[[ Data excerpts, beginning ]]

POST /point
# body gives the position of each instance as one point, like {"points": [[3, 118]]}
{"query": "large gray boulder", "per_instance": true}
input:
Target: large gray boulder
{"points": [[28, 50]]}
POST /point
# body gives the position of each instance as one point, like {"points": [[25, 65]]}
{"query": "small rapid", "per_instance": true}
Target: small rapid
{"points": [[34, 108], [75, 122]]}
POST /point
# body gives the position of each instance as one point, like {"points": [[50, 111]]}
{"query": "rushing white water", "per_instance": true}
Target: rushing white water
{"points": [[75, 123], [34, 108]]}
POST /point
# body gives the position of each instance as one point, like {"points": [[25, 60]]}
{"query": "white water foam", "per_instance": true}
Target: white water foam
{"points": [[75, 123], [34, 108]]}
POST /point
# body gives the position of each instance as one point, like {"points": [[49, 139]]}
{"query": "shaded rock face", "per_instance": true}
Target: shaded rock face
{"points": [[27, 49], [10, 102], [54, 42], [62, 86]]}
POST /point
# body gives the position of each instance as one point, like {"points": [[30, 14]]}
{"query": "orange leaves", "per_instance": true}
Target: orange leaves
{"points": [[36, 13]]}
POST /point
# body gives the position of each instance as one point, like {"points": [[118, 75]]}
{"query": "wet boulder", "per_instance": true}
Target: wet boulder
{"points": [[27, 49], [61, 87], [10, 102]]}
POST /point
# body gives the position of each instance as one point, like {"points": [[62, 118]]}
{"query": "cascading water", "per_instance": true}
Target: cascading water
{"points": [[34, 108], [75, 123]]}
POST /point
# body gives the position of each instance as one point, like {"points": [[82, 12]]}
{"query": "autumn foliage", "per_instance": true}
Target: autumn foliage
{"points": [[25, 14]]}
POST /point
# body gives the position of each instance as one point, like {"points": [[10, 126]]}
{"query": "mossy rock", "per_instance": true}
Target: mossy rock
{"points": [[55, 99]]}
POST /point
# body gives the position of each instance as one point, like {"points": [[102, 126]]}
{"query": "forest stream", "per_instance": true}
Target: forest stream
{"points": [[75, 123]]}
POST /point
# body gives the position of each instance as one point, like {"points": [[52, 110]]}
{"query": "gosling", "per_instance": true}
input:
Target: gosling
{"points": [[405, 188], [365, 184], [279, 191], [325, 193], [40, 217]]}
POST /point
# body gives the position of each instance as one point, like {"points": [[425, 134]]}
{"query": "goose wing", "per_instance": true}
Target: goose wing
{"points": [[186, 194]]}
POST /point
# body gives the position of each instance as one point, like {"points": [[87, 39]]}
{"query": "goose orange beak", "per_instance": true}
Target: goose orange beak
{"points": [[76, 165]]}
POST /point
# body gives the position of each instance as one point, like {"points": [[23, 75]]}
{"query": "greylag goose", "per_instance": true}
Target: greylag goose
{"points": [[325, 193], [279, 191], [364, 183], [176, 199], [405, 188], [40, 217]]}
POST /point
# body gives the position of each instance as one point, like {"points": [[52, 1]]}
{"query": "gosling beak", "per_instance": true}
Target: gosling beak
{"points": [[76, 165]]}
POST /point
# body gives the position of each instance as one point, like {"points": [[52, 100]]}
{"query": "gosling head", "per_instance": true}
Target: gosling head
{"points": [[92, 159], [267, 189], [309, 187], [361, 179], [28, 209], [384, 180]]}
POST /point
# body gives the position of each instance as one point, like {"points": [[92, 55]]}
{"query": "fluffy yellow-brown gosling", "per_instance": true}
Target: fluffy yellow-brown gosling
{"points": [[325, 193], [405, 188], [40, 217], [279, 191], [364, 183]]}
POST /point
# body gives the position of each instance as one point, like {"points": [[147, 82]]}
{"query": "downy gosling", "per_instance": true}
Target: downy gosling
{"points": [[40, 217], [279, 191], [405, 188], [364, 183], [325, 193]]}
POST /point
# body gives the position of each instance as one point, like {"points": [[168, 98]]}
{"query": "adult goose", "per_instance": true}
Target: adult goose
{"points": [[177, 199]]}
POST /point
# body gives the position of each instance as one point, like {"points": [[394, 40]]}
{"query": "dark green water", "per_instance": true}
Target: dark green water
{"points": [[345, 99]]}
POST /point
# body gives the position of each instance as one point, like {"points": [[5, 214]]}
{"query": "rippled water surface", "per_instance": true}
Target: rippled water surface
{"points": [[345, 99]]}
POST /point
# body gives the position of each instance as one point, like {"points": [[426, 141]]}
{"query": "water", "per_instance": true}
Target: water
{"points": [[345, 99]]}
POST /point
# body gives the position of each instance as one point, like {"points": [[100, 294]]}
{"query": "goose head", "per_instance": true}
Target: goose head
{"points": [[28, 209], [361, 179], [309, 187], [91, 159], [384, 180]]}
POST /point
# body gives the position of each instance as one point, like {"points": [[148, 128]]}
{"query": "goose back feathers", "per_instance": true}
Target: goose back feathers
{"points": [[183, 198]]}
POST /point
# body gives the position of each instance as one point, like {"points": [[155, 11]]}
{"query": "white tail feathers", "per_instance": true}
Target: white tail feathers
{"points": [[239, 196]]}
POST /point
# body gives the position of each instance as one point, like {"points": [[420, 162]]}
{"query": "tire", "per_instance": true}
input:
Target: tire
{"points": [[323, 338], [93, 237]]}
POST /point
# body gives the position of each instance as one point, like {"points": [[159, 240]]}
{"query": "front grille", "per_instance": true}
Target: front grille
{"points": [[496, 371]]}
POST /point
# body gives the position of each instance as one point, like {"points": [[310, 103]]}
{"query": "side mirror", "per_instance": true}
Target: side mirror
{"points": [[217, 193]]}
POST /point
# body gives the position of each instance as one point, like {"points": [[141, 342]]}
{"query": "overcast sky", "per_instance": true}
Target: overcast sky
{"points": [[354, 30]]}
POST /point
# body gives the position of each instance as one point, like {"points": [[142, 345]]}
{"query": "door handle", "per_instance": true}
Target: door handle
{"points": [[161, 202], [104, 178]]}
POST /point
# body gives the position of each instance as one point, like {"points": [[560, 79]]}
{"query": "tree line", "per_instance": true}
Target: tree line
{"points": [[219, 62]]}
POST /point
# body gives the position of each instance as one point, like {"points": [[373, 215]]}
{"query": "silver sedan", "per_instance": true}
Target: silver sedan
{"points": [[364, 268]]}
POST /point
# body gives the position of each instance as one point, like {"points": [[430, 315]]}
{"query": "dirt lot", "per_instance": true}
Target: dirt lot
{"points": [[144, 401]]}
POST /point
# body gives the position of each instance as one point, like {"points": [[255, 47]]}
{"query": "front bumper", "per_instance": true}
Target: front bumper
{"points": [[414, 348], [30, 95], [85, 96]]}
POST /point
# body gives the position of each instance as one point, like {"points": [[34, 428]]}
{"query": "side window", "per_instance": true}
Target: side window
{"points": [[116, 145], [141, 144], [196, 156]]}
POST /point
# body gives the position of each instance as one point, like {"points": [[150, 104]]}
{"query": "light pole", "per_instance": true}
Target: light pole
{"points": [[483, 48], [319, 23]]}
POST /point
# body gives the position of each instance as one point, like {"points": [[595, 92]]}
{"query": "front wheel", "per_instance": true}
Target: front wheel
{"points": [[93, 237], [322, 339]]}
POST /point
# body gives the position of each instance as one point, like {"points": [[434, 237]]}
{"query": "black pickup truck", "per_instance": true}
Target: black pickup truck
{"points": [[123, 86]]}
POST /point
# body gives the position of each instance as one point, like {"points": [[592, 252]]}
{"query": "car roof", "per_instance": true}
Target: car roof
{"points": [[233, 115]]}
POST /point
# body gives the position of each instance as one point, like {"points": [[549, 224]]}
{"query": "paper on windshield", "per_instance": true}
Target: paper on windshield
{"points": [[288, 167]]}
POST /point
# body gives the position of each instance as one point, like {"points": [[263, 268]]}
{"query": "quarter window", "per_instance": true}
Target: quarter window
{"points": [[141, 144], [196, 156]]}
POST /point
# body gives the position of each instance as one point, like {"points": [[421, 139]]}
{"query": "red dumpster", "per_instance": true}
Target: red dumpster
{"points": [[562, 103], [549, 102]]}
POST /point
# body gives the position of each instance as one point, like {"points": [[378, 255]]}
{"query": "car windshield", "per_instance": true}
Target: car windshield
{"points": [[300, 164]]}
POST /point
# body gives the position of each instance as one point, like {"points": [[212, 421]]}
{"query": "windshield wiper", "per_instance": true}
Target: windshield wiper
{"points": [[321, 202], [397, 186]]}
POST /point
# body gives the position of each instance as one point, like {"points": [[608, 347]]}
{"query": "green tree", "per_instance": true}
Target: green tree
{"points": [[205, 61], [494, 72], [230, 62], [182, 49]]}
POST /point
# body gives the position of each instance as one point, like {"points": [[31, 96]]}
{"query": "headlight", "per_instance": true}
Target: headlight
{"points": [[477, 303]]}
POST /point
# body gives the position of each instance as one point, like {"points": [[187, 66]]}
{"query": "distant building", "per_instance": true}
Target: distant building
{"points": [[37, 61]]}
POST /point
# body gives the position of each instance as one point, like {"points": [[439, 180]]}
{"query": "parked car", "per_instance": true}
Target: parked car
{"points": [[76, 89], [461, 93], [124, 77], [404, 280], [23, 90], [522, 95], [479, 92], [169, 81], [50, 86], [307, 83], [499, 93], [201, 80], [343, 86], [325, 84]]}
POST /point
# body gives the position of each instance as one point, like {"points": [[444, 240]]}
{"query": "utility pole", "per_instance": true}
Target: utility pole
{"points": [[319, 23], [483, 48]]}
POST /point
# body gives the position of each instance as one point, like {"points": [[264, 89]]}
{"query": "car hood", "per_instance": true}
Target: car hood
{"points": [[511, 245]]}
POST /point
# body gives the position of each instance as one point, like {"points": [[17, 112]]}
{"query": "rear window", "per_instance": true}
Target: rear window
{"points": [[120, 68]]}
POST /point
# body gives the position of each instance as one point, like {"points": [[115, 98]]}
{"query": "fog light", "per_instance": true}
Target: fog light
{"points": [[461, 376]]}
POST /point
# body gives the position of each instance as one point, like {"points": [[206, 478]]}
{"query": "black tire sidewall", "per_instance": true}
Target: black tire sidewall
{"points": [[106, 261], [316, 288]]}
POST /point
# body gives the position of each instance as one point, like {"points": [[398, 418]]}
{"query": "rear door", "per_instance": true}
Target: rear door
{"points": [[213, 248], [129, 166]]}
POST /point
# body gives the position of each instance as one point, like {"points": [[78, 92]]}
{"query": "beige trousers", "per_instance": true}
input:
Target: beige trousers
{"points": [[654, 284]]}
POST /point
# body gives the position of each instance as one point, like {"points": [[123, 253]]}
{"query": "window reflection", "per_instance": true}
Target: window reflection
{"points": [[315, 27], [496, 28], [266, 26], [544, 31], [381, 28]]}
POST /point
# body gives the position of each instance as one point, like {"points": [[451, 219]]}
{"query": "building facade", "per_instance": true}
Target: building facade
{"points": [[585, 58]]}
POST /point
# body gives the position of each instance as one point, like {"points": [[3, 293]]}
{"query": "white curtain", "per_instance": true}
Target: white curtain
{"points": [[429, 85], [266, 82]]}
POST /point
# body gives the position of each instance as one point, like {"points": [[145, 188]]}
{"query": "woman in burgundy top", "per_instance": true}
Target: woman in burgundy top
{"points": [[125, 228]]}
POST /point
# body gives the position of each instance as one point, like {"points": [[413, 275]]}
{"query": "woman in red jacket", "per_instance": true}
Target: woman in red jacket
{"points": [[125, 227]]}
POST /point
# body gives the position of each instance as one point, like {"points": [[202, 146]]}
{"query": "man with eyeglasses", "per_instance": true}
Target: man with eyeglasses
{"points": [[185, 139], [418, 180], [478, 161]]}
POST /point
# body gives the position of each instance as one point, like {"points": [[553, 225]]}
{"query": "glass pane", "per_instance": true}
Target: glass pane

[[ Data excerpts, end ]]

→ **Task details**
Look over the entries above. Copy every line that contains the word "pane".

→ **Reply**
{"query": "glass pane", "per_instance": true}
Target: glass pane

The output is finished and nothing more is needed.